What you will do - Your task is to repeat the entries below exactly and to leave their images out.

Provided data -
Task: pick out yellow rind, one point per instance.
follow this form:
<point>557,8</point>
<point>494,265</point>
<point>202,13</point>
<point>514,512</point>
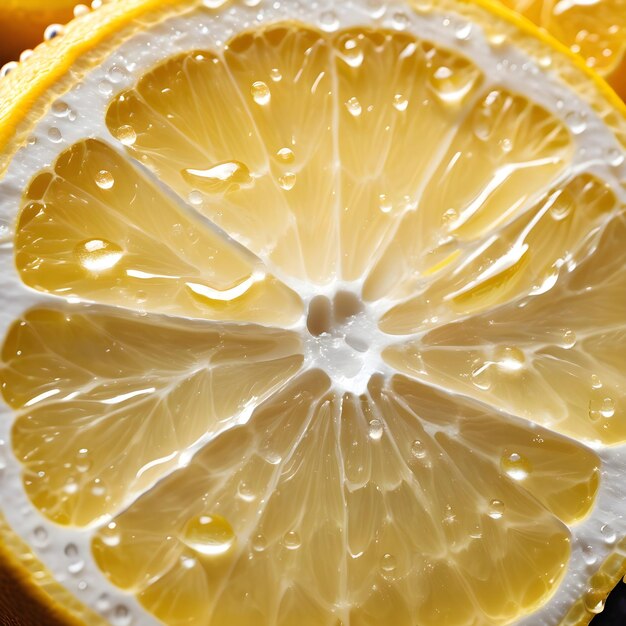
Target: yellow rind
<point>29,594</point>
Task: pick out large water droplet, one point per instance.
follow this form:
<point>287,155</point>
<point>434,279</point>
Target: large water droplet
<point>261,93</point>
<point>98,255</point>
<point>104,179</point>
<point>126,135</point>
<point>222,177</point>
<point>515,465</point>
<point>210,535</point>
<point>291,540</point>
<point>496,509</point>
<point>375,429</point>
<point>354,107</point>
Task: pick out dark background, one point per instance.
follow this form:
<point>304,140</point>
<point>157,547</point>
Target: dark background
<point>614,613</point>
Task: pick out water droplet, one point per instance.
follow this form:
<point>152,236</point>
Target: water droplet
<point>259,543</point>
<point>449,218</point>
<point>608,533</point>
<point>104,179</point>
<point>121,616</point>
<point>351,53</point>
<point>400,20</point>
<point>615,157</point>
<point>40,537</point>
<point>261,93</point>
<point>400,102</point>
<point>103,602</point>
<point>195,198</point>
<point>329,21</point>
<point>105,88</point>
<point>116,74</point>
<point>375,429</point>
<point>60,109</point>
<point>7,68</point>
<point>222,177</point>
<point>496,509</point>
<point>80,10</point>
<point>286,155</point>
<point>82,462</point>
<point>110,535</point>
<point>292,540</point>
<point>245,492</point>
<point>388,563</point>
<point>54,135</point>
<point>607,408</point>
<point>577,121</point>
<point>594,601</point>
<point>463,31</point>
<point>588,556</point>
<point>515,465</point>
<point>481,377</point>
<point>418,450</point>
<point>509,358</point>
<point>210,535</point>
<point>384,203</point>
<point>98,255</point>
<point>287,181</point>
<point>52,31</point>
<point>568,339</point>
<point>126,135</point>
<point>354,107</point>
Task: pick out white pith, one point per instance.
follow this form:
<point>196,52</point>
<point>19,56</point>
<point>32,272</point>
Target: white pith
<point>90,99</point>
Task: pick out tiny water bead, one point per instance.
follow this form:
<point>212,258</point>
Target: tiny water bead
<point>259,543</point>
<point>210,535</point>
<point>329,21</point>
<point>292,540</point>
<point>261,93</point>
<point>400,102</point>
<point>287,181</point>
<point>388,563</point>
<point>98,255</point>
<point>375,430</point>
<point>286,155</point>
<point>126,135</point>
<point>52,31</point>
<point>354,107</point>
<point>110,535</point>
<point>418,450</point>
<point>496,509</point>
<point>515,466</point>
<point>104,179</point>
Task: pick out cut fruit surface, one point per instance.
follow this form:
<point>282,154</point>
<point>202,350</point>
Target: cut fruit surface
<point>320,323</point>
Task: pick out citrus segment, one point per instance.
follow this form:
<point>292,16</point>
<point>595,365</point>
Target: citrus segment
<point>377,467</point>
<point>251,241</point>
<point>544,357</point>
<point>95,228</point>
<point>129,398</point>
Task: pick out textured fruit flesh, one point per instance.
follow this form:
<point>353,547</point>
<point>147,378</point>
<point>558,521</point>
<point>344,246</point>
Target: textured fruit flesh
<point>230,483</point>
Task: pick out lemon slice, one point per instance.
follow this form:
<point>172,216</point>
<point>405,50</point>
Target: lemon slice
<point>595,30</point>
<point>313,314</point>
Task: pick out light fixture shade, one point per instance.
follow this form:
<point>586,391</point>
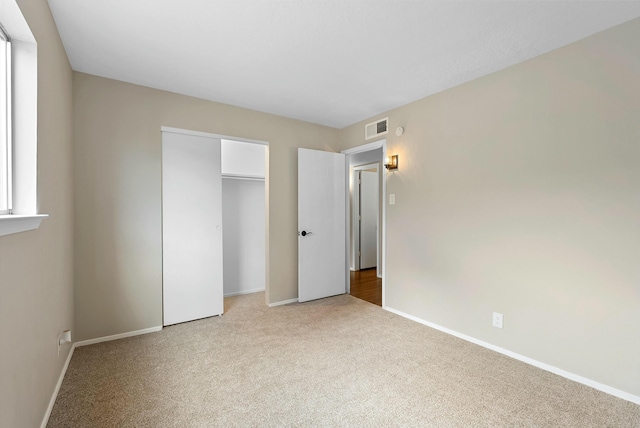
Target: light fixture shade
<point>391,162</point>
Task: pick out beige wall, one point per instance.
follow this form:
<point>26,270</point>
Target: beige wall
<point>118,270</point>
<point>518,193</point>
<point>36,292</point>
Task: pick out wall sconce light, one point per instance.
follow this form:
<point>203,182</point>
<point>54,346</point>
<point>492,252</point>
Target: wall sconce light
<point>391,162</point>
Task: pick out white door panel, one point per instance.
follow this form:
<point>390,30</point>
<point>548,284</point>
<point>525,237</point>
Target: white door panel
<point>322,221</point>
<point>191,227</point>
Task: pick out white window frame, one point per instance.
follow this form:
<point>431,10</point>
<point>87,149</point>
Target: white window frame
<point>23,215</point>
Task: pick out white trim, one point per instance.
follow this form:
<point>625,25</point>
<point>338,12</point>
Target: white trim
<point>355,203</point>
<point>555,370</point>
<point>56,390</point>
<point>13,223</point>
<point>242,177</point>
<point>239,293</point>
<point>284,302</point>
<point>210,135</point>
<point>118,336</point>
<point>383,224</point>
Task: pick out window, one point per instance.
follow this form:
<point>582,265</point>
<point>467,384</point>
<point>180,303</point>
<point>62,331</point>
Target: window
<point>18,123</point>
<point>5,122</point>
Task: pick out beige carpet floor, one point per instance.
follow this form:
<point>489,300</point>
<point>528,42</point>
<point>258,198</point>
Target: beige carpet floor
<point>336,362</point>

Response to the task -
Task: pick out yellow rind, one point per instance.
follow this form:
<point>557,8</point>
<point>494,265</point>
<point>202,13</point>
<point>514,512</point>
Target: yellow rind
<point>29,594</point>
Task: pick out large water droplet, one point per instance.
follow this form:
<point>287,155</point>
<point>434,279</point>
Target: large water droplet
<point>261,93</point>
<point>98,255</point>
<point>104,179</point>
<point>126,135</point>
<point>222,177</point>
<point>515,465</point>
<point>210,535</point>
<point>291,540</point>
<point>496,509</point>
<point>375,429</point>
<point>354,107</point>
Task: pick out dark background, one point per instance.
follow this form:
<point>304,140</point>
<point>157,547</point>
Target: dark background
<point>614,613</point>
Task: pick out water droplet, one point per instance.
follow this form:
<point>152,236</point>
Target: water droplet
<point>259,543</point>
<point>449,218</point>
<point>608,533</point>
<point>104,179</point>
<point>121,616</point>
<point>351,53</point>
<point>400,20</point>
<point>615,157</point>
<point>40,537</point>
<point>261,93</point>
<point>400,102</point>
<point>103,602</point>
<point>195,198</point>
<point>329,21</point>
<point>105,88</point>
<point>116,74</point>
<point>375,429</point>
<point>60,109</point>
<point>7,68</point>
<point>222,177</point>
<point>496,509</point>
<point>80,10</point>
<point>286,155</point>
<point>82,462</point>
<point>110,535</point>
<point>292,540</point>
<point>245,492</point>
<point>388,563</point>
<point>54,135</point>
<point>607,408</point>
<point>577,121</point>
<point>594,601</point>
<point>463,31</point>
<point>588,556</point>
<point>515,465</point>
<point>481,377</point>
<point>418,450</point>
<point>509,358</point>
<point>210,535</point>
<point>384,203</point>
<point>98,255</point>
<point>287,181</point>
<point>52,31</point>
<point>568,339</point>
<point>126,135</point>
<point>354,107</point>
Task: pick out white pith, one point per instance.
follow this form:
<point>196,52</point>
<point>19,56</point>
<point>32,272</point>
Target: white pith
<point>90,99</point>
Task: pick out tiny water bead, one point per instance.
follow this form:
<point>212,258</point>
Target: tiny water bead
<point>259,543</point>
<point>210,535</point>
<point>329,21</point>
<point>292,540</point>
<point>261,93</point>
<point>400,102</point>
<point>287,181</point>
<point>388,563</point>
<point>98,255</point>
<point>375,430</point>
<point>286,155</point>
<point>126,135</point>
<point>52,31</point>
<point>354,107</point>
<point>110,535</point>
<point>418,450</point>
<point>496,509</point>
<point>515,466</point>
<point>104,179</point>
Task: pick out cut fruit surface, one point per instance.
follow this form:
<point>282,154</point>
<point>202,350</point>
Target: cut fruit surface
<point>320,323</point>
Task: pick out citrus segment, one point per instance.
follow this form:
<point>292,16</point>
<point>595,365</point>
Target: citrus segment
<point>377,467</point>
<point>251,241</point>
<point>544,357</point>
<point>95,228</point>
<point>129,398</point>
Task: pick out textured fruit flesh, one point per instance.
follow this form:
<point>353,547</point>
<point>147,378</point>
<point>558,521</point>
<point>344,246</point>
Target: textured fruit flesh
<point>230,483</point>
Task: pick out lemon slice, one point per instance.
follow this form:
<point>172,216</point>
<point>405,50</point>
Target: lemon slice
<point>595,30</point>
<point>313,314</point>
Task: pick out light fixture shade, one point per instance.
follow this form:
<point>586,391</point>
Target: light fixture shade
<point>391,162</point>
Task: pick out beige wall, one point per instance.
follow this form:
<point>26,270</point>
Target: beige wall
<point>118,270</point>
<point>518,193</point>
<point>36,292</point>
Task: pick out wall sconce light, one point per instance.
follow this form:
<point>203,182</point>
<point>54,346</point>
<point>492,252</point>
Target: wall sconce light
<point>391,162</point>
Task: pick out white door panel, one point per instance.
follow this form:
<point>390,30</point>
<point>548,284</point>
<point>525,237</point>
Target: white door panel
<point>322,221</point>
<point>191,227</point>
Task: pick out white window frame, one point per instance.
follow this form:
<point>431,10</point>
<point>87,149</point>
Target: white window frame
<point>23,215</point>
Task: pick out white trim, one point per instance.
follow this form:
<point>625,25</point>
<point>338,12</point>
Target: white trim
<point>355,203</point>
<point>555,370</point>
<point>56,390</point>
<point>13,223</point>
<point>242,177</point>
<point>239,293</point>
<point>284,302</point>
<point>210,135</point>
<point>118,336</point>
<point>383,224</point>
Task: pick out window, one point per instance.
follow this form:
<point>582,265</point>
<point>467,384</point>
<point>180,303</point>
<point>62,331</point>
Target: window
<point>18,123</point>
<point>5,122</point>
Task: pick out beige carpet floor, one point per instance.
follow this form:
<point>489,300</point>
<point>528,42</point>
<point>258,198</point>
Target: beige carpet floor
<point>336,362</point>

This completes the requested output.